● **Short task**: Pull out each line of the entries below that contains the string "blind".

● **Records drawn from a data source**:

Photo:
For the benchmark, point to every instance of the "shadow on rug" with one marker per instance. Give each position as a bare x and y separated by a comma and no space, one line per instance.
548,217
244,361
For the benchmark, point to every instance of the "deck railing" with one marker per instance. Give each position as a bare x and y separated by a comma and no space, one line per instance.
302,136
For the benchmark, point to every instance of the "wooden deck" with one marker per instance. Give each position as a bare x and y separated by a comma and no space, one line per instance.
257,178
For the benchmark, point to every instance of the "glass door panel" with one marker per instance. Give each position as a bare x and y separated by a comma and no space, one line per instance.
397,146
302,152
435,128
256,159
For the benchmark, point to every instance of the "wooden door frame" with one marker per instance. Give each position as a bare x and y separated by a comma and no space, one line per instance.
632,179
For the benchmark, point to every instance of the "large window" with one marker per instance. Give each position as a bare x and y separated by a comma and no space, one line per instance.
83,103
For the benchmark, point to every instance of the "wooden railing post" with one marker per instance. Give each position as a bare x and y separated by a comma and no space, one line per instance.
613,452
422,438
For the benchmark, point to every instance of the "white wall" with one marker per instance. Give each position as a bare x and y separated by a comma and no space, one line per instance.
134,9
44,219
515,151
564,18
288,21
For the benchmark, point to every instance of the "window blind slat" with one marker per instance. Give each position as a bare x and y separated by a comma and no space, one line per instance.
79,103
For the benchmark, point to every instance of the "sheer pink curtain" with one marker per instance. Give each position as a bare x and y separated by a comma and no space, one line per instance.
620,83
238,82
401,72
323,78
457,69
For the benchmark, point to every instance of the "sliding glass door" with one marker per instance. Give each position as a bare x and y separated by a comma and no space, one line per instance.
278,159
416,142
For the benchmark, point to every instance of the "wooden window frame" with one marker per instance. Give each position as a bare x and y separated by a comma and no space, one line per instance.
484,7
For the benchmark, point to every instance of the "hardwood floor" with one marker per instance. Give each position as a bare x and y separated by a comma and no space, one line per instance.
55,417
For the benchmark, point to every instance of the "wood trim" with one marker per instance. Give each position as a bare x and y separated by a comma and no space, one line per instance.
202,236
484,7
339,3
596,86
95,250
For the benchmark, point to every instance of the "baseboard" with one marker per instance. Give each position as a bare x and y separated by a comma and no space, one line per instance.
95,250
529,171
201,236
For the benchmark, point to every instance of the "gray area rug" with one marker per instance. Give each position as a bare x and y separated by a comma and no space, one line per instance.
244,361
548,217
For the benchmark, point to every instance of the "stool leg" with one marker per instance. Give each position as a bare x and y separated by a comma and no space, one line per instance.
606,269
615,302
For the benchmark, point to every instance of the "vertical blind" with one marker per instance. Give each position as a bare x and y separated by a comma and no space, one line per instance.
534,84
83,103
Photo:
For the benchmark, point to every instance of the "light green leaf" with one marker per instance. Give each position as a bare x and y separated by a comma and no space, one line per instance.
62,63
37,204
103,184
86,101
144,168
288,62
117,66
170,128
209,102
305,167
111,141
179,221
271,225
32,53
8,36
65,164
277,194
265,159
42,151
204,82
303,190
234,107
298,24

● **Expected output**:
For the benchmark, point to every instance of the "window blind slat" with one marker per instance. Give each position as a bare x and y separated by a comma and no space, one line per instance.
For the benchmark, point to every instance of the "vertical blind" with one marker per instance. Give each position as a bare x and y separated by a comma and no space, one line per instance.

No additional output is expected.